INPUT DATA:
—————
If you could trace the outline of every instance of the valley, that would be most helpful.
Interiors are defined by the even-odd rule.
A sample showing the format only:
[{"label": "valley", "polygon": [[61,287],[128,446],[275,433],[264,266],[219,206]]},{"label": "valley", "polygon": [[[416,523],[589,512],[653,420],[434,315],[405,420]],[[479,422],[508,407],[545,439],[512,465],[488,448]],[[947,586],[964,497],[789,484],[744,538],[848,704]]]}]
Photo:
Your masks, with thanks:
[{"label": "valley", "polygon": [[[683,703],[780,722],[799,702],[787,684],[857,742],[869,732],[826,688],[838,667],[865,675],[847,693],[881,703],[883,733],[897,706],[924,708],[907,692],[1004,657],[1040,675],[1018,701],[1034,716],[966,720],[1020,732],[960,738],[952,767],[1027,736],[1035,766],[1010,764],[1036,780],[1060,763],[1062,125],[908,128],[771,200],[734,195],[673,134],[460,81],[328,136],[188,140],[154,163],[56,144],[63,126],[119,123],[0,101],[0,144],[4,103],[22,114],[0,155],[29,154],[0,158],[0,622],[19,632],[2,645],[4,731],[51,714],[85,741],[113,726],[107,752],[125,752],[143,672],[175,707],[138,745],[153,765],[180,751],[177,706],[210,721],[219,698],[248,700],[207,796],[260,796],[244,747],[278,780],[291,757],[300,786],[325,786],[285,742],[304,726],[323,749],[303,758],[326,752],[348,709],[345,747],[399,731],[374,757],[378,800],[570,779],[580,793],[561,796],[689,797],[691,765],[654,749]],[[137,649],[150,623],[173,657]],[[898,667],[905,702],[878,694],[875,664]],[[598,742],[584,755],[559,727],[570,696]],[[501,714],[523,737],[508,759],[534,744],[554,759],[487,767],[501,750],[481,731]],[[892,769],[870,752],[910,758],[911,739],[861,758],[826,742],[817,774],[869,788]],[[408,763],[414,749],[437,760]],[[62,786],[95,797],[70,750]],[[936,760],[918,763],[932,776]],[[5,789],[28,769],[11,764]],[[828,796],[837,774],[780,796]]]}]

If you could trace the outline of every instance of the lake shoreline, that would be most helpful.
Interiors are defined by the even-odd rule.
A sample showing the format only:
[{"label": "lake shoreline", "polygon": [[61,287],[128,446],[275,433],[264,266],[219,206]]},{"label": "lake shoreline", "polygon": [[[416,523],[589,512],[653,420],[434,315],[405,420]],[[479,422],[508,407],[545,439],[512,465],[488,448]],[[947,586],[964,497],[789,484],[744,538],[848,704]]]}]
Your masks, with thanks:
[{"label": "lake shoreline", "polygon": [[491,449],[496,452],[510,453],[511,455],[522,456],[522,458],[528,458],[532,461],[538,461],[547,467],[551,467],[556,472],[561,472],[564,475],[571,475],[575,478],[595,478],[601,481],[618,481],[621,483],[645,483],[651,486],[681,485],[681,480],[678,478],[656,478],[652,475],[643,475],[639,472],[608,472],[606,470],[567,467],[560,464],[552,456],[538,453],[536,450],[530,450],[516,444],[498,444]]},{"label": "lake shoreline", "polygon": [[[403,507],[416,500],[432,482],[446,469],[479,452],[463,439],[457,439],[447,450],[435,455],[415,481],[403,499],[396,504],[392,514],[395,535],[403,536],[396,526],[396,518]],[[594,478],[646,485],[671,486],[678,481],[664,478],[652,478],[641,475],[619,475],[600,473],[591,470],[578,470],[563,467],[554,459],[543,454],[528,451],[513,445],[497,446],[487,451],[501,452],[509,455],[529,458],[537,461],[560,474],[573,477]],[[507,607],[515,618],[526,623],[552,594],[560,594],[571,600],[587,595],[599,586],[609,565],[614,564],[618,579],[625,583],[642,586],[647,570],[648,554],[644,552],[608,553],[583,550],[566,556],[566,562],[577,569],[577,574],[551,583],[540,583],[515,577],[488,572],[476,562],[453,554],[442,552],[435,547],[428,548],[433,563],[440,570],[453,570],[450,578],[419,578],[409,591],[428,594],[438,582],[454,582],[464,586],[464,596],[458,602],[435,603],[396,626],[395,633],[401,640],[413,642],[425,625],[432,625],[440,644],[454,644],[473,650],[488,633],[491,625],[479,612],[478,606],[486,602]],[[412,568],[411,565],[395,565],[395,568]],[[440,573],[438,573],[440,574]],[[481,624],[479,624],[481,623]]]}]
—————
THE PROBLEM: Go through the material above and copy each line that holds the string "helpful".

ANSWER BOX:
If you could trace the outline of every instance of the valley, that would be most helpful.
If you could trace the outline of every instance of the lake shoreline, that would be most helpful.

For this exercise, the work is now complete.